# Document text

+--

The home features the now infamous car elevator that dogged Romney’s 2012 presidential bid.
New York Times: “In the delicate and unseen campaign underway for Mr. Murdoch’s affections in the next presidential campaign, this much is clear: Mr. Romney is out of the running, a reality that has pained and angered his allies. Presidential politics is rife with grudges and grievances, but it is hard to recall a display of animus as unsubtle as that which Mr. Murdoch and corners of his media empire have unleashed on Mr. Romney in the past few weeks as he has tried to build support for a third presidential run.”
“Let me put it this way — I hope he’s their nominee.”
— House Minority Leader Nancy Pelosi, quoted by The Hill, on Mitt Romney considering another presidential bid.
Washington Post: “If he runs again in 2016, Romney is determined to re-brand himself as authentic, warts and all, and central to that mission is making public what for so long he kept private. He rarely discussed his religious beliefs and practices in his failed 2008 and 2012 races, often confronting suspicion and bigotry with silence as his political consultants urged him to play down his Mormonism.”
Said son Tagg Romney: “If he were to run again. I believe he would be much more willing to open up and share who he is — not by asking others to learn the doctrines of his faith, but by speaking of the values of love and service that it has taught him.”
New York Times: “Three years ago, Mr. Romney’s tortured approach to his religion — a strategy of awkward reluctance and studied avoidance that all but walled off a free-flowing discussion of his biography — helped doom his campaign. (The subject is still so sensitive that many, including the prominent Republican, would only discuss it on condition that they not be identified.)”

+--

# Data shown
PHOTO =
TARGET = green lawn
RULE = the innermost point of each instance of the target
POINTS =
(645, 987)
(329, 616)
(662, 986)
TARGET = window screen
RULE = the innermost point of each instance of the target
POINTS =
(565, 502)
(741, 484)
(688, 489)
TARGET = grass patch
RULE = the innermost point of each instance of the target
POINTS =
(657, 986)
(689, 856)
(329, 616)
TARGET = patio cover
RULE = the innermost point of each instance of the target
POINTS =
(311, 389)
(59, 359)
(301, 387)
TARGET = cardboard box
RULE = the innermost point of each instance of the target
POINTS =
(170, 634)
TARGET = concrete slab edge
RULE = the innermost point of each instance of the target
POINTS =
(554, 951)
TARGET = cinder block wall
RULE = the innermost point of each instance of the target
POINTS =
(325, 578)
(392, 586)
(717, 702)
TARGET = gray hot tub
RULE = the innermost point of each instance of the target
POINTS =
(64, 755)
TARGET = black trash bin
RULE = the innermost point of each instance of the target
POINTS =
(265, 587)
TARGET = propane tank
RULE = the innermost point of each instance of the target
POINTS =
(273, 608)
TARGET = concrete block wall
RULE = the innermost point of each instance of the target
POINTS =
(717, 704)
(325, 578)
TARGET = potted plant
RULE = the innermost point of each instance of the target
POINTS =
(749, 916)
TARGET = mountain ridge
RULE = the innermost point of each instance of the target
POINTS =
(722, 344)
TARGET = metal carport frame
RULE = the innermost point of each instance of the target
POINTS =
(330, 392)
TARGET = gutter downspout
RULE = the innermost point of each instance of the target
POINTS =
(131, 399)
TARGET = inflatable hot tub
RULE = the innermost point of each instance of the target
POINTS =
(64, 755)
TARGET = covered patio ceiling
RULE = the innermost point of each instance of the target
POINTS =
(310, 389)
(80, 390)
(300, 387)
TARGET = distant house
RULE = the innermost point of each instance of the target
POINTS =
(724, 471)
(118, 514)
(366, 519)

+--

# Written tasks
1. Name every news publication cited in the passage about Mitt Romney.
2. Continue the passage about Mitt Romney from where it stops.

# Replies
1.
New York Times
The Hill
Washington Post

2.
“But now as Mr. Romney mulls a new run for the White House, friends and allies said, his abiding Mormon faith is inextricably tied to his sense of service and patriotism, and a facet of his life that he is determined to embrace more openly in a possible third campaign.”
Jeb Bush told the Washington Post that when he met with Mitt Romney earlier this week they mostly avoided talk about the 2016 presidential campaign.
Said Bush: “We talked about the Patriots. We talked a little bit about politics, not as much as you might imagine. We talked about the future of the country. We talked about the need for a more engaged foreign policy.. . .The awkward side of this, about running and such, we put aside.”
Joshua Spivak: “What separates Romney from other comeback presidents is that he’s already received his party’s nomination and lost once before. The recent comeback kids did not receive the nomination in their first runs for office. For example, both Ronald Reagan and George H.W. Bush came in second in their earlier attempts for the nomination. Reagan, probably the most noteworthy candidate who ran more than once, boosted his name-recognition and his credibility with the party’s conservative base in his first two runs, especially when he almost toppled sitting President Gerald R. Ford in 1976.”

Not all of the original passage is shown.